++++ EXCERPTED TEXT
Kadner: Detention center vote hypocrisy in action
Phil Kadner email@example.com | (708) 633-6787 May 31, 2012 10:32PM
Updated: July 6, 2012 9:55AM
Illinois House members apparently believe a private company is capable of running a detention camp for illegal immigrants but can’t be trusted to operate prisons for criminals.
A bill that would have blocked a privately built and operated detention center in Crete, which previously passed the Senate, failed to get enough votes Thursday in the House.
The bill was placed on postponed consideration before the vote was recorded, a parliamentary maneuver that allows the sponsor to call it again if he can persuade enough lawmakers to switch sides.
State Rep. Anthony DeLuca (D-Chicago Heights) said he voted for the moratorium after initially saying he would defer to the wishes of the Crete Village Board. DeLuca told me he was frustrated when the board refused his written request to take a vote on the project.
After receiving an email from a Crete trustee indicating opposition to the detention center, “I made the decision to go directly to the residents and launched an aggressive outreach effort,” DeLuca said.
That outreach revealed overwhelming opposition to the detention center among residents, DeLuca said, and he cast his vote accordingly.
Since I criticized DeLuca previously for deferring to the village board, it’s only fair now to praise his effort to find out what his constituents wanted.
Nevertheless, the bill failed to pass, and that’s puzzling because the Legislature years ago approved a moratorium on privately run prisons and jails in Illinois, saying that incarcerating citizens requires the exercise of “coercive police powers over individuals and is thus distinguishable from privatization in other areas of government.”
Well, that statement is either true or it isn’t. If private companies can run detention centers for illegal immigrants, they should be able to do the same for criminals.
++++++++
++++ RECORDS FOR PROCESSING
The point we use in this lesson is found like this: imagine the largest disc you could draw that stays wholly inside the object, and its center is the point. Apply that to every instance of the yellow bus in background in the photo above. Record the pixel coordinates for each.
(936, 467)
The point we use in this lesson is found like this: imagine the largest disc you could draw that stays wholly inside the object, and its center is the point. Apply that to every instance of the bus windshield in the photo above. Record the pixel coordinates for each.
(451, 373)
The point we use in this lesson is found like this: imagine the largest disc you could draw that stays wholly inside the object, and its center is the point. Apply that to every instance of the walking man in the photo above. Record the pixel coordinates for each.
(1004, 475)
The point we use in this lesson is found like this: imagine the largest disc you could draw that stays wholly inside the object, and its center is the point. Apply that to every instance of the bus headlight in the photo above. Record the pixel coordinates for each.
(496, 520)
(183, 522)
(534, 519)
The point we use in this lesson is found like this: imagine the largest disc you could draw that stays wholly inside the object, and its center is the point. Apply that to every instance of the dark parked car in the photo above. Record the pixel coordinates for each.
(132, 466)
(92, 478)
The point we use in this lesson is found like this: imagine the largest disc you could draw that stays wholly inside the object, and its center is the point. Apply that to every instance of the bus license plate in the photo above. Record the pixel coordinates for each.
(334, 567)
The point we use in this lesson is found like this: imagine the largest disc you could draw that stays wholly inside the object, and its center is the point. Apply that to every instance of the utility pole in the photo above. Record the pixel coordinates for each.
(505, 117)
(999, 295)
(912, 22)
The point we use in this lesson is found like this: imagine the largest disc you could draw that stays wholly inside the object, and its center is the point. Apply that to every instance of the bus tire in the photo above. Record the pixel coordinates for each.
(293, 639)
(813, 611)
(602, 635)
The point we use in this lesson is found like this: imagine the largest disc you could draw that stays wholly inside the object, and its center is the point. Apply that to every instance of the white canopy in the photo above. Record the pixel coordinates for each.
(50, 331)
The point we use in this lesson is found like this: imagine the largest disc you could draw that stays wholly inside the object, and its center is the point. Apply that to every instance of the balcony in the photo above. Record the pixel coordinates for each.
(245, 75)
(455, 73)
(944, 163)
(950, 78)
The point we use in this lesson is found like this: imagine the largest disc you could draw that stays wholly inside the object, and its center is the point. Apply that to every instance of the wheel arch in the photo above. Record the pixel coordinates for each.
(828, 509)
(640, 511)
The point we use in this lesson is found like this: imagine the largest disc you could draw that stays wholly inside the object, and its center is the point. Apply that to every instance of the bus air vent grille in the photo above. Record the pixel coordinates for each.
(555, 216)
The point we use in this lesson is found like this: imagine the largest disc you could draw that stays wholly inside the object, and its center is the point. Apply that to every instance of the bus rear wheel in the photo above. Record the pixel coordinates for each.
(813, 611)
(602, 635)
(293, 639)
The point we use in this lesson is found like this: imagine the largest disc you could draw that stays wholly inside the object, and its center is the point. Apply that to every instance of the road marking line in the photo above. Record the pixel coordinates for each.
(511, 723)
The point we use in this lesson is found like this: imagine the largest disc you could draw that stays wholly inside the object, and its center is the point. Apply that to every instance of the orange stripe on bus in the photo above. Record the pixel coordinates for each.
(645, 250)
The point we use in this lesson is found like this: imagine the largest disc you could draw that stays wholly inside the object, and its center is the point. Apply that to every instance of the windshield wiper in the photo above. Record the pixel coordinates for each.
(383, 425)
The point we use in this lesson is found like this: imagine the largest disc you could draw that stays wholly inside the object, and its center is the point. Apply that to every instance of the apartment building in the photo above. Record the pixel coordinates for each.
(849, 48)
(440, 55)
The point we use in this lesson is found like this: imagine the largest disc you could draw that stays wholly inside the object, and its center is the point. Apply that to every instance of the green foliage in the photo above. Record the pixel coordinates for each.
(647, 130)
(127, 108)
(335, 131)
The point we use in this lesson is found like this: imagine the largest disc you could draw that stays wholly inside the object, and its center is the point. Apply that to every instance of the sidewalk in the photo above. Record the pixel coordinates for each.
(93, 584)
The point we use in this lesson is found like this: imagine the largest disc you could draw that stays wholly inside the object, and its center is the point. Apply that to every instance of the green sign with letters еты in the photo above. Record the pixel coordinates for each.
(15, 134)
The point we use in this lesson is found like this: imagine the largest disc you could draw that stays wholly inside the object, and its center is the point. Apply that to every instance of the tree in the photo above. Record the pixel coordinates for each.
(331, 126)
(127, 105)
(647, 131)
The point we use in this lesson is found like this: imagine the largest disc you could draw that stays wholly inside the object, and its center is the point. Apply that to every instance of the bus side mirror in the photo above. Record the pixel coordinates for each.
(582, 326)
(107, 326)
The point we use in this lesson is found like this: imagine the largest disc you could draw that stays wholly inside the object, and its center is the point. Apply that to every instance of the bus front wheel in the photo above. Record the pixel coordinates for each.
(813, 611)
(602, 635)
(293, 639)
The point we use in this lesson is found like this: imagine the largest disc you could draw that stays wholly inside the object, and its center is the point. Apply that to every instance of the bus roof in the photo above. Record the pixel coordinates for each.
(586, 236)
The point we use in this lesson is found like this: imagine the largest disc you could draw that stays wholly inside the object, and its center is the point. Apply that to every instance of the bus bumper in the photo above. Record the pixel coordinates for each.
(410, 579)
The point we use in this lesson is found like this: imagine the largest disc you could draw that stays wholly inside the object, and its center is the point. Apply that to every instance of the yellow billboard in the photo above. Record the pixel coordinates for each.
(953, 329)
++++++++
EXERCISE SET
• a. Output the rows again word for word, the stretch from the line containing "the bus bumper" through the last of the rows.
• b. Pick up the column on the Crete detention center vote after its final sentence and write the next part.

RESULTS
• a.
The point we use in this lesson is found like this: imagine the largest disc you could draw that stays wholly inside the object, and its center is the point. Apply that to every instance of the bus bumper in the photo above. Record the pixel coordinates for each.
(410, 579)
The point we use in this lesson is found like this: imagine the largest disc you could draw that stays wholly inside the object, and its center is the point. Apply that to every instance of the yellow billboard in the photo above. Record the pixel coordinates for each.
(953, 329)

• b.
The failure of the Legislature to act in a consistent manner suggests that something is at play here that isn’t evident in the public debate.
The setback on Thursday was especially surprising in light of a recent riot at a private prison in Mississippi owned by Corrections Corporation of America (CCA), the same company that hopes to build the detention center in Crete. A Mississippi congressman has called for a federal investigation of CCA’s operation of that prison.
The Crete center would house more than 750 immigrants accused of being here illegally and would be jointly run by the village and CCA under a contract awarded by U.S. Immigration and Customs Enforcement. Although ICE officials have given the Crete detention plan preliminary approval, they haven’t given it a final OK.
Anti-immigration activists from Chicago have joined forces with Crete residents to oppose the detention center. The proposed law was supported by the Legislature’s Hispanic Caucus but opposed by organized labor. John Scheidt, president of the Will and Grundy Counties Building Trades Council, said the detention center would create jobs for union workers.
Some legislators said they opposed a moratorium on private detention centers because they’re safer places to house potential immigration violators than Cook County Jail. Most people accused of being illegal immigrants in the Chicago area are housed in the McHenry County Jail, although some are also temporarily placed in Cook County Jail.
Cook County officials have made it clear they don’t want to deal with the political fallout of detaining people accused of violating immigration laws.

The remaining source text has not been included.